* _STUDY TEXT_:
++++

The Phantom Middle Class
Now, to follow up on the last blog, What Matters ..., I present an excerpt from Charles Hugh Smith's latest blog, Our Phantom Middle Class . And most of us are the phantoms Smith is talking about.
Recall that in What Matters we presented Smith's concept of financialization:
Financialization is the commoditization of debt collaterized by previously unsecuritized assets, a pyramiding of risk and speculation that is only possible in a massive expansion of low-cost credit and leverage for those at the top of the wealth-power pyramid: financiers, banks and corporations.
The result of the transformation of the economy under the influence of financialization is seen in some of the phenomena that Trump's populism was intended to combat:
Globalization and financialization have been the two engines of soaring wealth inequality. ...
In other words, globalization is the result of those at the top of the wealth-power pyramid shifting borrowed capital around the world to exploit lower costs of labor, commodities, environmental regulations and taxes.
This manifests as offshoring of jobs, the stripmining of forests, minerals, etc., the degradation of local ecosystems, the decline of tax revenues derived from capital and the explosive rise in stock market valuations as wages stagnate or decline.

++++

* _STUDY QUESTIONS_:
(1) Reproduce word for word the part of the text on the phantom middle class that opens with the words containing "The Phantom Middle" and closes with "banks and corporations.".
(2) According to the text on the phantom middle class, what are the two engines of soaring wealth inequality?
(3) Carry the text on the phantom middle class further, starting after its final sentence.
The lines after the text on the phantom middle class are separate material.

++++

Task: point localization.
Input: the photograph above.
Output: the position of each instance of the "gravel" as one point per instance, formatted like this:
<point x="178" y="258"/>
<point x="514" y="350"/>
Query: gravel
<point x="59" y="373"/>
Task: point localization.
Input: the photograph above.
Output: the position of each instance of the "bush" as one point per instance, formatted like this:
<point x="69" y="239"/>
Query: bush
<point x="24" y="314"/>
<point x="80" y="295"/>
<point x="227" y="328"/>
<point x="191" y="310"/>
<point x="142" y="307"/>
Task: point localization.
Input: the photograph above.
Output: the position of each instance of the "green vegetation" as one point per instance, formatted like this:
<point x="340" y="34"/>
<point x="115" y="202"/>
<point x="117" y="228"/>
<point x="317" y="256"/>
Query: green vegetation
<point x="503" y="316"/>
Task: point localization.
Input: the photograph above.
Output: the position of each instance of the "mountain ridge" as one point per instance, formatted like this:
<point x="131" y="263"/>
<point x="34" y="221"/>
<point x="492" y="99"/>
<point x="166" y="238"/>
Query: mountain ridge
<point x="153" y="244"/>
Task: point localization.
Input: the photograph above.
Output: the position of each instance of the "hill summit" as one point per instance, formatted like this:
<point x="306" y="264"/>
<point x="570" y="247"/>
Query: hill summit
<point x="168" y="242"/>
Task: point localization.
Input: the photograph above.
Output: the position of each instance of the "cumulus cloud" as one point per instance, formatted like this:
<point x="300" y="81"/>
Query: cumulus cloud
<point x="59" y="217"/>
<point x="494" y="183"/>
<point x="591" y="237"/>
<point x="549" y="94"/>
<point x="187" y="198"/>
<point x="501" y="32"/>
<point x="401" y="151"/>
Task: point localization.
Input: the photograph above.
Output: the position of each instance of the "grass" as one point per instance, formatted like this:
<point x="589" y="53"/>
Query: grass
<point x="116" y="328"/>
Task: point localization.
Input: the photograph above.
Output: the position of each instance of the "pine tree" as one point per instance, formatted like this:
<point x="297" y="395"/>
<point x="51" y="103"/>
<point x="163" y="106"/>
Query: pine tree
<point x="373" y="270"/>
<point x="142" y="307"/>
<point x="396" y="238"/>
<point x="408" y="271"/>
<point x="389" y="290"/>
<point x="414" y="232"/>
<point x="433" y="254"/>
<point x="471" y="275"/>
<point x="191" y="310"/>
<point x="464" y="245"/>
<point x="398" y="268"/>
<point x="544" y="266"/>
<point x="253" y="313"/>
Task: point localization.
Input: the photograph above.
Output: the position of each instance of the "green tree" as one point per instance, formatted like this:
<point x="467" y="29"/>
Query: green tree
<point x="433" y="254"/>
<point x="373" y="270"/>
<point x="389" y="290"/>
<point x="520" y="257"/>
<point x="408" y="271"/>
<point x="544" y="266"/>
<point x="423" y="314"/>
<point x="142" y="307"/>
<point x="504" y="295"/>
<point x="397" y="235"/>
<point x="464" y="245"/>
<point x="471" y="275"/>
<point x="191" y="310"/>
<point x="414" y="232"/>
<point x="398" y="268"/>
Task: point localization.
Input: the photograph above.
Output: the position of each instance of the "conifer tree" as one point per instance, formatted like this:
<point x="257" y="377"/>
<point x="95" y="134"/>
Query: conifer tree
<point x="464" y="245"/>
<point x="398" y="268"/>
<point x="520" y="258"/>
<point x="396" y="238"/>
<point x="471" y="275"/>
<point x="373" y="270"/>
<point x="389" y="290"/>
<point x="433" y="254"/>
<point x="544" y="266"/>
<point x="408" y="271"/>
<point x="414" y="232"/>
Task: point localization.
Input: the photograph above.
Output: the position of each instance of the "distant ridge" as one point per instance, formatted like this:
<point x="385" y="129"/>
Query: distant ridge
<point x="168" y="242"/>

++++

* _RESULTS BY TASK_:
(1)
The Phantom Middle Class
Now, to follow up on the last blog, What Matters ..., I present an excerpt from Charles Hugh Smith's latest blog, Our Phantom Middle Class . And most of us are the phantoms Smith is talking about.
Recall that in What Matters we presented Smith's concept of financialization:
Financialization is the commoditization of debt collaterized by previously unsecuritized assets, a pyramiding of risk and speculation that is only possible in a massive expansion of low-cost credit and leverage for those at the top of the wealth-power pyramid: financiers, banks and corporations.

(2) Globalization and financialization.

(3)
Here we'll present, basically, a series of charts to show the concrete results of this process, which--while building for many decades--really took off with the Reagan Revolution:
Of the many things we cannot bring ourselves to admit, one of the most consequential is that our vaunted middle class is illusory, a phantom of our imagination rather than a reality. The reality is the vast majority of the nation's wealth and income has been diverted from the middle class to those at the pinnacle of the wealth-power pyramid and the technocrat / financier insider class (the top 10%) that serves the interests of those at the pinnacle.
This transfer has accelerated rapidly in the 21st century as virtually all the real income gains of the past 20 years have flowed to the top 0.1%. This RAND study found that America's elites siphoned $50 trillion into their own pockets in the past two generations: Trends in Income From 1975 to 2018 . (Please look at the "Fruits of Financialization" chart below.)
The earnings of the top 0.1% grew 15 times faster than the earnings of the bottom 90% (See chart below)...
...as wages' share of the economy continues its 50-year decline...
As for wealth: the top 0.1% own more than the bottom 80% (see chart below) and the top 1% own 40% of all private wealth and the top 10% own 90%.
If the top 10% own 90% of the wealth and has captured virtually all the income gains of the past 20 years, then isn't it obvious America has no middle class ? What the traditional middle class--generally defined as the 50% between the bottom 40% and the top 10%--own is debt and a feeble grasp on very thin reeds of capital .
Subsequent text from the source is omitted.